**The problem**
Retype, word for word, the lines of the records below from the one containing "Annotation task: mark the parked" through the one containing "Annotation task: mark the window in", both included. Give only those lines.

**Data supplied**

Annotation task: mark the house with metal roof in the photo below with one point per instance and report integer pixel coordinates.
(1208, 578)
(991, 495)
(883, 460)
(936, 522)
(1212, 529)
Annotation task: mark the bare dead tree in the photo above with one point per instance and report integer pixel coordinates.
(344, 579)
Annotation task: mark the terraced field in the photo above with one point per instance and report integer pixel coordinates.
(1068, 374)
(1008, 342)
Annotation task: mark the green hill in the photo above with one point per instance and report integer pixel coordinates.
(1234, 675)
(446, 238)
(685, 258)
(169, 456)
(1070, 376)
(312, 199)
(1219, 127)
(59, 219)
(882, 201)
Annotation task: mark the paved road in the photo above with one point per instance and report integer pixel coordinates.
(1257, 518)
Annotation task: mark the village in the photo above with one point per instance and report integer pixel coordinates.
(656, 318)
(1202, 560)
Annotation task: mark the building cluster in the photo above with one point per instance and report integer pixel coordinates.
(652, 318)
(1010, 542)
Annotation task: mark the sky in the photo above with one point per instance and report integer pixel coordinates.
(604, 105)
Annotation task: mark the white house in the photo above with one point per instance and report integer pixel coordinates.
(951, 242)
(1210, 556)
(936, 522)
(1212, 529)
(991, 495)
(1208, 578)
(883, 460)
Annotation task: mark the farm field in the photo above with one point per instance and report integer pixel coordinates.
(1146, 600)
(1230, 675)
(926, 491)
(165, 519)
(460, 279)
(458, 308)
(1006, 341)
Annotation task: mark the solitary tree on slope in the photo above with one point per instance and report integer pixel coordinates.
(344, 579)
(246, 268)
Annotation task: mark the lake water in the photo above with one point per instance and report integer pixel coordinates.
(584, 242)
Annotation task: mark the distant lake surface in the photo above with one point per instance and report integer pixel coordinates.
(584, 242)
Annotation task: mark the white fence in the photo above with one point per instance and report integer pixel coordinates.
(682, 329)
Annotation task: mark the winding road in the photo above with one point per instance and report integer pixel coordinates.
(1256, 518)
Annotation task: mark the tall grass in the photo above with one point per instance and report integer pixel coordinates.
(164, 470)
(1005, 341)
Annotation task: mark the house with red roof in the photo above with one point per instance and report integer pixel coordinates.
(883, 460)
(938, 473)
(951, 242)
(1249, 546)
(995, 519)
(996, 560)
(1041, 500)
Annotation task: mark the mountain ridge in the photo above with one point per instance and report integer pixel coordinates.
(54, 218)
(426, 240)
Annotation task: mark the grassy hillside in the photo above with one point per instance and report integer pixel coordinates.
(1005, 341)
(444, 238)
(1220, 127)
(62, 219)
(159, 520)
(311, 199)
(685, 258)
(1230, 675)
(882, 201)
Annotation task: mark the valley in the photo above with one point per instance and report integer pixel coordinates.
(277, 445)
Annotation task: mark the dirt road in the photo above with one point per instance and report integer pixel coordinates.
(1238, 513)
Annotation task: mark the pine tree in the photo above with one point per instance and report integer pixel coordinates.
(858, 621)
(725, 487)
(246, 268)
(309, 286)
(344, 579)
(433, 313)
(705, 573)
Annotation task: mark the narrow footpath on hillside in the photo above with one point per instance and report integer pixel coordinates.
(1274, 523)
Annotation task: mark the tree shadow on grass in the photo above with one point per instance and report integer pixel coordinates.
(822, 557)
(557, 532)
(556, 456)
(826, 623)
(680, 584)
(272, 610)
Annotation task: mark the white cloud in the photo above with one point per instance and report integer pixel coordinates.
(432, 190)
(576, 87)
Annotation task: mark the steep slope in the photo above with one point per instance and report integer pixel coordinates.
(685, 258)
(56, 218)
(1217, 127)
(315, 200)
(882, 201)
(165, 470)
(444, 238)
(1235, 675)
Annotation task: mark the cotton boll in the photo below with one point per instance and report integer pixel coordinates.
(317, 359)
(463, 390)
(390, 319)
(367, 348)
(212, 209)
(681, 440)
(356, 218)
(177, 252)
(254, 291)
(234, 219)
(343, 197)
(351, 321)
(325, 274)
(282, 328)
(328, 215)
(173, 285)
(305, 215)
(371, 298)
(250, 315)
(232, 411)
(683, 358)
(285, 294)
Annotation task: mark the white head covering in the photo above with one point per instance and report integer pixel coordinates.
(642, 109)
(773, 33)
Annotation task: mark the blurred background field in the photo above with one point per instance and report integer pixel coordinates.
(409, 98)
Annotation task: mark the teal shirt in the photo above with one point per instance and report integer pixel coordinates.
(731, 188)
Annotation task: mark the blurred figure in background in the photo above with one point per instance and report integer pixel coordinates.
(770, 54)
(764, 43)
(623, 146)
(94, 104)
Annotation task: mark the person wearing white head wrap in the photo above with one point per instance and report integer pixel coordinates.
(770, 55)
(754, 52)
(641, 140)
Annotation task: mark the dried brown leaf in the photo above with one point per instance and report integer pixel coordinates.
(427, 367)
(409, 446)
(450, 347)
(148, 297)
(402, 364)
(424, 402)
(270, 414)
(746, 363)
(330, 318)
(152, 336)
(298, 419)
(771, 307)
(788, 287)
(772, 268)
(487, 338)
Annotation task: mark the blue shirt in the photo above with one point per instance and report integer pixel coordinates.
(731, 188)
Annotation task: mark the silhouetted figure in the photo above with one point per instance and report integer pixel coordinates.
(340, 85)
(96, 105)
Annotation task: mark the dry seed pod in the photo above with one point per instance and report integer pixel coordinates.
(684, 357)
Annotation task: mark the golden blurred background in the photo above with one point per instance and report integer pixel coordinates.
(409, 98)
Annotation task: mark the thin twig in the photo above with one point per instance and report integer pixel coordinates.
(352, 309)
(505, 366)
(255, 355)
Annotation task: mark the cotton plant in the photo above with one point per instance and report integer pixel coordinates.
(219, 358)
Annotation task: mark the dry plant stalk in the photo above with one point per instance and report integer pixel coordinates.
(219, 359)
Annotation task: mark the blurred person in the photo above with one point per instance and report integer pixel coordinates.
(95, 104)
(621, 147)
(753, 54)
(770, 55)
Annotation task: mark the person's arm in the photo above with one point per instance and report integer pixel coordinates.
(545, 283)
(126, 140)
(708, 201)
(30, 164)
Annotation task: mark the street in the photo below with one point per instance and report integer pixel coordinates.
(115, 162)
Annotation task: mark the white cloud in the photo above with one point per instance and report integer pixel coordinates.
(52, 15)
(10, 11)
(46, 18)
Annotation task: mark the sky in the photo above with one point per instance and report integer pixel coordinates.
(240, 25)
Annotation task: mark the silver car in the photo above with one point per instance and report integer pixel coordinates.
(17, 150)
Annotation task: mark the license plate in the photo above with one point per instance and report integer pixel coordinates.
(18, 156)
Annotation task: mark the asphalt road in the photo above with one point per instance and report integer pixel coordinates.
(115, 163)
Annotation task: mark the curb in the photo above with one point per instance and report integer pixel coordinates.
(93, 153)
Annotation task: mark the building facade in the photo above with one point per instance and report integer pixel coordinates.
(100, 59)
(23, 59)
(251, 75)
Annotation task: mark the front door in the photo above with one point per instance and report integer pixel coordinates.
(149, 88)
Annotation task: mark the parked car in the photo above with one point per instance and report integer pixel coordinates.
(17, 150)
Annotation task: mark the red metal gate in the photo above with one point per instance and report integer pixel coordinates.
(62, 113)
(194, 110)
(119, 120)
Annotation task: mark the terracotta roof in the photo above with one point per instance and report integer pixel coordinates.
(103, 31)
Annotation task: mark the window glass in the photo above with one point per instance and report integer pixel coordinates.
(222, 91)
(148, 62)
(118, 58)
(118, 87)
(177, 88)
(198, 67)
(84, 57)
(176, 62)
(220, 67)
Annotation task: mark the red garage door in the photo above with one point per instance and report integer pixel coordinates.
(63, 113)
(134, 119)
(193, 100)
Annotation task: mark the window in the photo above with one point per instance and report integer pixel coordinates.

---

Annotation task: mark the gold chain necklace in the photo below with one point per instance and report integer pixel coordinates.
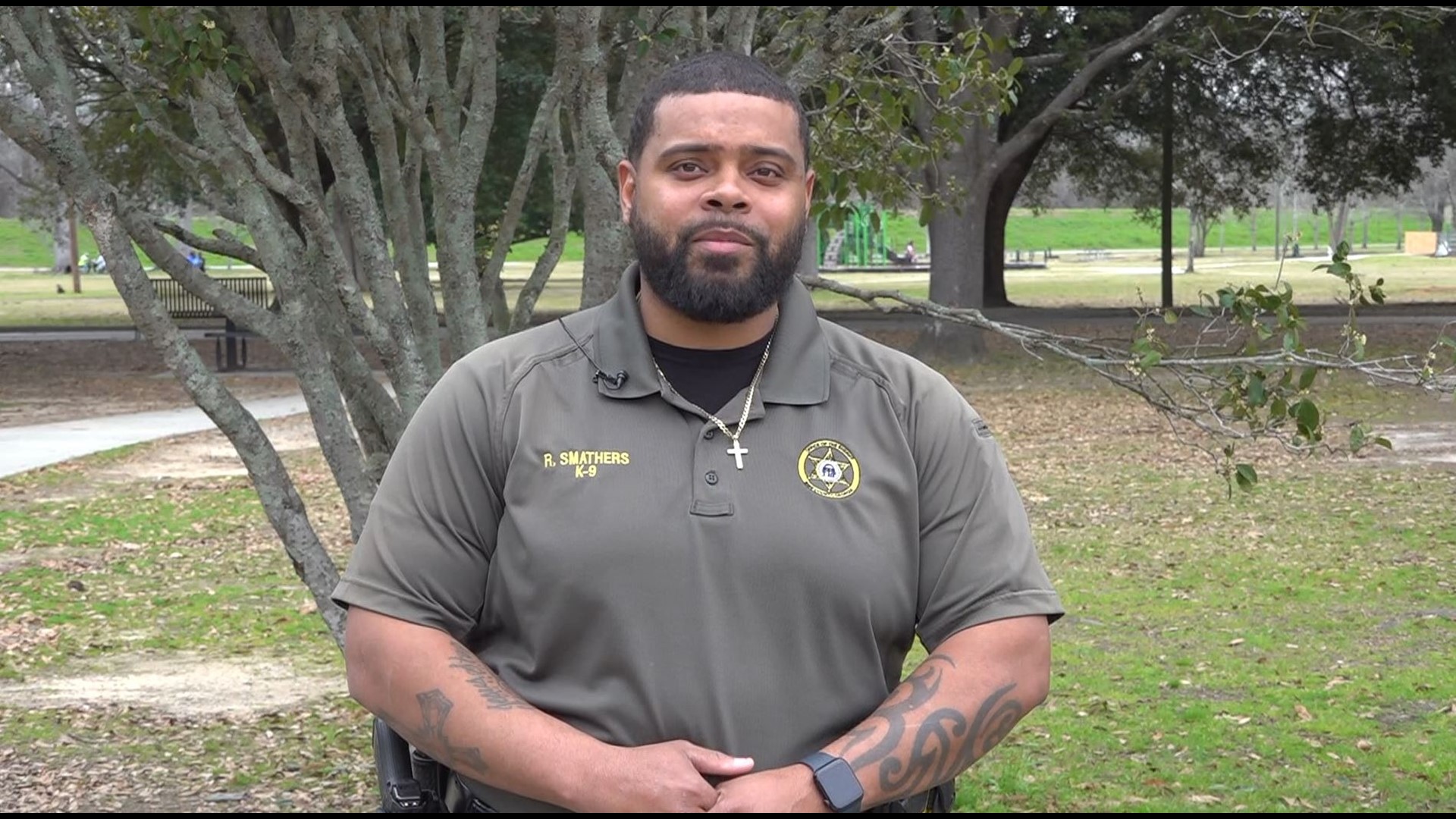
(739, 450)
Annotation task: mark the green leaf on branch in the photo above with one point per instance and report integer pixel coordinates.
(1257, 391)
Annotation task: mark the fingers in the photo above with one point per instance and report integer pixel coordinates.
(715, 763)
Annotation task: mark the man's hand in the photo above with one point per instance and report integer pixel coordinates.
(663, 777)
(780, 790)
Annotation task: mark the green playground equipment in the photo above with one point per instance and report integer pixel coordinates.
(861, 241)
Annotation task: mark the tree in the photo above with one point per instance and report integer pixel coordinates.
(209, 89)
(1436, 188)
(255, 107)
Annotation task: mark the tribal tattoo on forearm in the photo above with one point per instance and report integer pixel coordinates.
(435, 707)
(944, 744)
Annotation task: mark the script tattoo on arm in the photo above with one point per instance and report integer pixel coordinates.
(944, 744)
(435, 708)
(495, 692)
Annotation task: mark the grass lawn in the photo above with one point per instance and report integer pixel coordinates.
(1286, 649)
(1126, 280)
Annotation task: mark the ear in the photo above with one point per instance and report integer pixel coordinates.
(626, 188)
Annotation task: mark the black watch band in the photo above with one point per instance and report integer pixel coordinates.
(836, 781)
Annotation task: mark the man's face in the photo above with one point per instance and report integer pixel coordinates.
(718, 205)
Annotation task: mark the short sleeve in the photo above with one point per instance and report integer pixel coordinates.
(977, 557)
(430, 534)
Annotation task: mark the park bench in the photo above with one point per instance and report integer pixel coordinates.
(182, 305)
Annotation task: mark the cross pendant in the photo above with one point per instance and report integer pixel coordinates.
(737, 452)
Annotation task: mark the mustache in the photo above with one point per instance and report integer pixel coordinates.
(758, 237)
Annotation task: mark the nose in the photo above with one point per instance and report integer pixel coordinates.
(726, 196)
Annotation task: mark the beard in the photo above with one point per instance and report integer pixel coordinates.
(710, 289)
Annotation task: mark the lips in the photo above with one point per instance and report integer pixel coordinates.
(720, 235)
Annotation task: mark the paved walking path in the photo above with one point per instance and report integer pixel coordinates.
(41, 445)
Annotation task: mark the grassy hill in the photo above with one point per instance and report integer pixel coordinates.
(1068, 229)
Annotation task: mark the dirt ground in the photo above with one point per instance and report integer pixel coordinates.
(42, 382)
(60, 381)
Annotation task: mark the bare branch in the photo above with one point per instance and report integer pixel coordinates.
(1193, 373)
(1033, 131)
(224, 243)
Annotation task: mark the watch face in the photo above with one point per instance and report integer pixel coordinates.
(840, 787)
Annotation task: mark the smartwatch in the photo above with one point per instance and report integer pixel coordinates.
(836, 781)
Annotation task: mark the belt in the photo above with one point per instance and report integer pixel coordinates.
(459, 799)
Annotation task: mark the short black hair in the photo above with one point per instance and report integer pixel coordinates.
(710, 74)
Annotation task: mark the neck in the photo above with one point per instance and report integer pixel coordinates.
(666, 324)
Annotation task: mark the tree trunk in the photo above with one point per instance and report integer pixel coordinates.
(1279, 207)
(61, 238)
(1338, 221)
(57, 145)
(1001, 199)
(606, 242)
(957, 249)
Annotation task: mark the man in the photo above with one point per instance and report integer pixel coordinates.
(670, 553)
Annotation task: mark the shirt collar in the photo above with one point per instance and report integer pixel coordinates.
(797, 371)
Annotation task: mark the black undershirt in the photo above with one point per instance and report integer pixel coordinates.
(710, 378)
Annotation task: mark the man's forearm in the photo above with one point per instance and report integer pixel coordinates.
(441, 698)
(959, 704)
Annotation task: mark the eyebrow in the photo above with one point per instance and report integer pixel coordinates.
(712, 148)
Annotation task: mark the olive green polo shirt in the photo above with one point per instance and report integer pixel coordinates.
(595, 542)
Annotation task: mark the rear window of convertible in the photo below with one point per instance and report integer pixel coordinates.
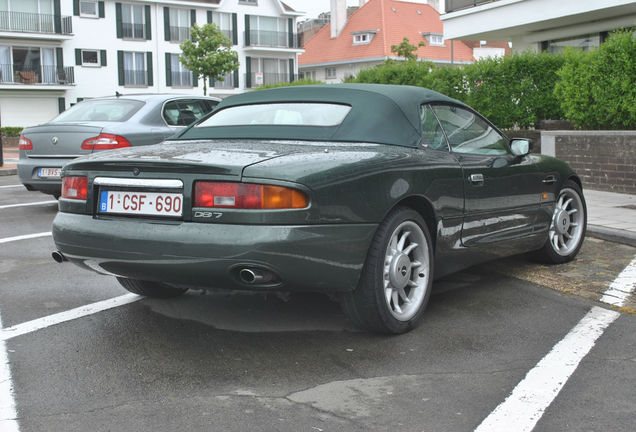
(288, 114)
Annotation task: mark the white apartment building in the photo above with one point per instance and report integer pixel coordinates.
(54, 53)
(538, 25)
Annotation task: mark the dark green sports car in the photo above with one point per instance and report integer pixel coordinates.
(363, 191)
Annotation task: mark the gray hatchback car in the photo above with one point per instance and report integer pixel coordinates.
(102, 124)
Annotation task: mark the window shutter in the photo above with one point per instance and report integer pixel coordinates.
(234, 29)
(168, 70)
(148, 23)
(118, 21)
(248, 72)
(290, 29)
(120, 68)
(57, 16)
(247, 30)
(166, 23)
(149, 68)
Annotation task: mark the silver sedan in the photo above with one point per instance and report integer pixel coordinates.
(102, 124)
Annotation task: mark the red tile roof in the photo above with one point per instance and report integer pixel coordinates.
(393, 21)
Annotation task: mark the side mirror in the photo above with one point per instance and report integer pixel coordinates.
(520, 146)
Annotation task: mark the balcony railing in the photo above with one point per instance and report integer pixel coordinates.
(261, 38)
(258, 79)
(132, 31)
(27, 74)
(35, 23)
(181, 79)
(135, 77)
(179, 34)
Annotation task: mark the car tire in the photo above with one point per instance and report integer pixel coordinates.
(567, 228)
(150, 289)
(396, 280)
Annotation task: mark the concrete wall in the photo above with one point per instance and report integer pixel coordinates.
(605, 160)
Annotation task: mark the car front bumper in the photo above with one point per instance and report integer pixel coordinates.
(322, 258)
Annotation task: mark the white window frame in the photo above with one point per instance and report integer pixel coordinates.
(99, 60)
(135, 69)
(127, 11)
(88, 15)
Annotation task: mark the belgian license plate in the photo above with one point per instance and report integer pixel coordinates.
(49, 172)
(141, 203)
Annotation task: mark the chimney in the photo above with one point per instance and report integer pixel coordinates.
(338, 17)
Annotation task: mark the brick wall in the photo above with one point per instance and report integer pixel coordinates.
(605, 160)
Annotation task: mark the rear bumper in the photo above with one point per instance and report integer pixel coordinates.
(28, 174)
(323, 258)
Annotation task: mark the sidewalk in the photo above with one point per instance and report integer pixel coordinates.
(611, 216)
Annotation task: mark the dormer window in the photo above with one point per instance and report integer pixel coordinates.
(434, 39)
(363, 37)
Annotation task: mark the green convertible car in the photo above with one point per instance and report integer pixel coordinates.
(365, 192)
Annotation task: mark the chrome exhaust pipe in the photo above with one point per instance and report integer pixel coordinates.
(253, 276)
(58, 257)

* * *

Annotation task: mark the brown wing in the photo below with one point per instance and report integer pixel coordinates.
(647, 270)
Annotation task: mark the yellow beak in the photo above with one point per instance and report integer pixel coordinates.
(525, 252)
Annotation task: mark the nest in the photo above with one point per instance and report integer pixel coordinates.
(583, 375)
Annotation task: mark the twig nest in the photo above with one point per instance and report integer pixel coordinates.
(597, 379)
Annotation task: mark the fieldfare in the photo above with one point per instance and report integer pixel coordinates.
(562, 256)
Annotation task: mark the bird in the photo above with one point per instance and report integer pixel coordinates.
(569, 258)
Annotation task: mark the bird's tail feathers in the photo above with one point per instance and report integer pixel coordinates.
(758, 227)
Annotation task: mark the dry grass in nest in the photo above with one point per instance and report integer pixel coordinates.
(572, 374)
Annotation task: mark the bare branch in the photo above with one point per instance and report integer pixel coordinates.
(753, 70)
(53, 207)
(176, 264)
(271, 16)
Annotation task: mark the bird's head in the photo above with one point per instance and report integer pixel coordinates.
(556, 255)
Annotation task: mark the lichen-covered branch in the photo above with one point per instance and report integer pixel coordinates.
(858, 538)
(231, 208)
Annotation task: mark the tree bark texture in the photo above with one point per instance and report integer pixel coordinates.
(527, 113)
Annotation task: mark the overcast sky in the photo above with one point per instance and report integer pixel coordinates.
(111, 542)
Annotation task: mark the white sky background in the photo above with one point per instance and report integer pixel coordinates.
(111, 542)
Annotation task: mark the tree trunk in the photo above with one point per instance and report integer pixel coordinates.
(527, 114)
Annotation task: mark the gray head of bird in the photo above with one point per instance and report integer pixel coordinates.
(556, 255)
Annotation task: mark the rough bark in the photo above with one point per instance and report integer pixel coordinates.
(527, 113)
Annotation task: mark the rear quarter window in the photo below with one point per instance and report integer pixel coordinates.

**The reply**
Annotation task: mark the parked car in the photo above with one point per instance and report integer pixel coordinates.
(17, 150)
Annotation task: mark the red metal gate in the photo above with one point per instance and report integer pixel coordinates.
(62, 113)
(194, 110)
(119, 120)
Annotation task: mark the terracotta roof in the photo above with one point per instance and report integer pixel coordinates.
(103, 31)
Annotation task: mark the window glass in the photo above with one point per instance and report integer pixel coordinates.
(222, 91)
(148, 62)
(118, 58)
(118, 87)
(177, 88)
(198, 67)
(84, 57)
(176, 62)
(220, 67)
Annotation task: mark the red garage door in the photo above with one point per instance and report integer pixel coordinates.
(63, 113)
(134, 119)
(193, 100)
Annotation task: mark the window in the photo above with one point per instance and report integer pixel coordinates.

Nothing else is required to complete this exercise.